[Stored data entries]
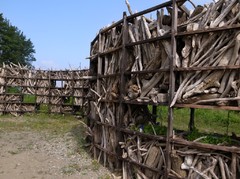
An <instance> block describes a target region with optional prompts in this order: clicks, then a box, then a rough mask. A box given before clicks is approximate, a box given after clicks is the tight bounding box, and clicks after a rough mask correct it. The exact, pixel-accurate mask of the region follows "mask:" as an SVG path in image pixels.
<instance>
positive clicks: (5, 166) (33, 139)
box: [0, 131, 112, 179]
mask: <svg viewBox="0 0 240 179" xmlns="http://www.w3.org/2000/svg"><path fill="white" fill-rule="evenodd" d="M77 150H78V152H76V151H77ZM13 178H17V179H40V178H41V179H61V178H67V179H75V178H76V179H80V178H81V179H110V178H112V177H111V173H110V172H109V171H108V170H107V169H106V168H104V167H103V166H101V165H100V164H98V163H97V162H96V161H94V160H92V159H91V158H90V156H89V155H88V154H87V153H86V152H85V151H84V150H83V149H80V151H79V149H78V148H77V142H76V140H75V139H74V137H73V136H72V134H71V133H67V134H65V135H64V136H54V137H52V136H50V135H49V134H47V133H39V132H31V131H30V132H29V131H27V132H26V131H20V132H16V131H14V132H13V131H12V132H1V131H0V179H13Z"/></svg>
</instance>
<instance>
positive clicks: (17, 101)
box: [5, 94, 22, 103]
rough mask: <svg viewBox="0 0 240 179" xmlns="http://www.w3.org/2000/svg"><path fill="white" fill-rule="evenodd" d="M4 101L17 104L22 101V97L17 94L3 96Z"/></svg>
mask: <svg viewBox="0 0 240 179" xmlns="http://www.w3.org/2000/svg"><path fill="white" fill-rule="evenodd" d="M5 100H6V101H7V102H16V103H19V102H21V101H22V96H21V95H19V94H16V95H15V94H12V95H5Z"/></svg>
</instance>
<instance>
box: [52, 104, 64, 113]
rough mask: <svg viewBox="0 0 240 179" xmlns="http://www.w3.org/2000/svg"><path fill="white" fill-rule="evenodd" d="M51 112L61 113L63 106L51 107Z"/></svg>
mask: <svg viewBox="0 0 240 179" xmlns="http://www.w3.org/2000/svg"><path fill="white" fill-rule="evenodd" d="M50 112H51V113H61V112H62V107H61V106H56V105H51V107H50Z"/></svg>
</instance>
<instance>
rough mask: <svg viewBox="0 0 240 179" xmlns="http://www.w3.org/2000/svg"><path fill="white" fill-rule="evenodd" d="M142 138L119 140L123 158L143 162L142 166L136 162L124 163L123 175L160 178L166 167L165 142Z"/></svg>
mask: <svg viewBox="0 0 240 179" xmlns="http://www.w3.org/2000/svg"><path fill="white" fill-rule="evenodd" d="M141 140H142V139H141V138H140V137H138V136H137V137H136V136H135V137H130V138H127V139H126V140H125V141H126V142H119V144H120V145H121V148H122V158H124V159H129V160H130V161H133V162H136V163H138V164H141V167H139V166H138V165H134V164H133V165H131V166H127V165H126V164H123V176H125V177H124V178H132V176H137V178H156V179H157V178H160V176H161V175H162V174H163V171H164V167H166V163H165V154H164V151H163V148H165V143H162V144H161V143H159V142H156V141H147V142H146V141H141ZM144 165H145V166H146V167H145V168H144V167H143V166H144ZM156 171H158V172H156Z"/></svg>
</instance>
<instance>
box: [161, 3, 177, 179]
mask: <svg viewBox="0 0 240 179" xmlns="http://www.w3.org/2000/svg"><path fill="white" fill-rule="evenodd" d="M172 6H173V9H172V29H171V50H172V51H171V58H170V62H169V68H170V69H169V70H170V71H169V73H170V75H169V76H170V81H169V100H168V101H169V104H168V131H167V140H166V169H165V177H164V178H168V176H169V173H170V170H171V158H170V154H171V148H172V146H171V143H170V139H171V138H173V110H174V109H173V107H171V102H172V100H173V97H174V92H175V74H174V67H175V63H176V62H175V61H176V48H177V47H176V37H175V35H176V33H177V3H176V0H173V1H172Z"/></svg>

• Work order
Your copy should hold each line above exactly and no pictures at all.

• Output
An <instance> block describes a target region with optional prompts in this order: clicks, then a box, then a rough mask. A box given before clicks is approximate, a box given after clicks is the tight bounding box, and clicks after a rough mask correct it. The exact, pixel-accurate mask of the region follows "mask:" as an SVG path in image pixels.
<instance>
positive clicks: (5, 166) (33, 139)
box: [0, 131, 112, 179]
mask: <svg viewBox="0 0 240 179" xmlns="http://www.w3.org/2000/svg"><path fill="white" fill-rule="evenodd" d="M77 150H78V152H76V151H77ZM13 178H17V179H40V178H41V179H61V178H67V179H75V178H76V179H80V178H81V179H110V178H112V177H111V173H110V172H109V171H108V170H107V169H106V168H104V167H103V166H101V165H100V164H98V163H97V162H96V161H94V160H92V159H91V158H90V156H89V155H88V154H87V153H86V152H85V151H84V150H83V149H80V151H79V149H78V148H77V142H76V140H75V139H74V137H73V136H72V134H71V133H67V134H65V135H64V136H54V137H52V136H50V135H49V134H47V133H39V132H31V131H30V132H29V131H27V132H26V131H20V132H16V131H14V132H13V131H12V132H1V131H0V179H13Z"/></svg>
</instance>
<instance>
positive clicks: (17, 101)
box: [5, 94, 22, 103]
rough mask: <svg viewBox="0 0 240 179" xmlns="http://www.w3.org/2000/svg"><path fill="white" fill-rule="evenodd" d="M4 101L17 104L22 101V97L17 94L3 96Z"/></svg>
mask: <svg viewBox="0 0 240 179" xmlns="http://www.w3.org/2000/svg"><path fill="white" fill-rule="evenodd" d="M5 100H6V101H7V102H16V103H19V102H21V101H22V96H21V95H19V94H16V95H15V94H12V95H5Z"/></svg>
</instance>
<instance>
box: [52, 104, 64, 113]
rough mask: <svg viewBox="0 0 240 179" xmlns="http://www.w3.org/2000/svg"><path fill="white" fill-rule="evenodd" d="M51 112L61 113L63 106L51 107Z"/></svg>
mask: <svg viewBox="0 0 240 179" xmlns="http://www.w3.org/2000/svg"><path fill="white" fill-rule="evenodd" d="M50 112H51V113H61V112H62V107H61V106H56V105H51V107H50Z"/></svg>
</instance>
<instance>
rough mask: <svg viewBox="0 0 240 179" xmlns="http://www.w3.org/2000/svg"><path fill="white" fill-rule="evenodd" d="M142 138L119 140L123 158L143 162L142 166L136 162L124 163L123 175L160 178L166 167L165 142Z"/></svg>
mask: <svg viewBox="0 0 240 179" xmlns="http://www.w3.org/2000/svg"><path fill="white" fill-rule="evenodd" d="M141 140H142V139H141V138H140V137H138V136H137V137H136V136H135V137H130V138H127V139H126V140H125V141H126V142H119V144H120V145H121V148H122V158H124V159H129V160H130V161H133V162H136V163H138V164H141V167H139V166H138V165H134V164H133V165H131V166H127V165H126V164H123V176H125V177H124V178H132V176H137V178H156V179H157V178H160V176H161V175H162V174H163V171H164V167H166V163H165V154H164V151H163V148H165V143H162V144H161V143H159V142H156V141H147V142H146V141H141ZM144 165H145V166H146V167H145V168H144V167H143V166H144ZM156 171H158V172H156Z"/></svg>
</instance>
<instance>
box: [161, 3, 177, 179]
mask: <svg viewBox="0 0 240 179" xmlns="http://www.w3.org/2000/svg"><path fill="white" fill-rule="evenodd" d="M172 6H173V9H172V29H171V50H172V51H171V58H170V62H169V68H170V69H169V70H170V71H169V73H170V75H169V76H170V81H169V100H168V101H169V104H168V131H167V140H166V169H165V177H164V178H168V176H169V173H170V170H171V158H170V154H171V148H172V146H171V143H170V139H171V138H173V110H174V109H173V107H171V102H172V100H173V97H174V92H175V74H174V67H175V63H176V62H175V61H176V48H177V47H176V37H175V35H176V33H177V3H176V0H173V1H172Z"/></svg>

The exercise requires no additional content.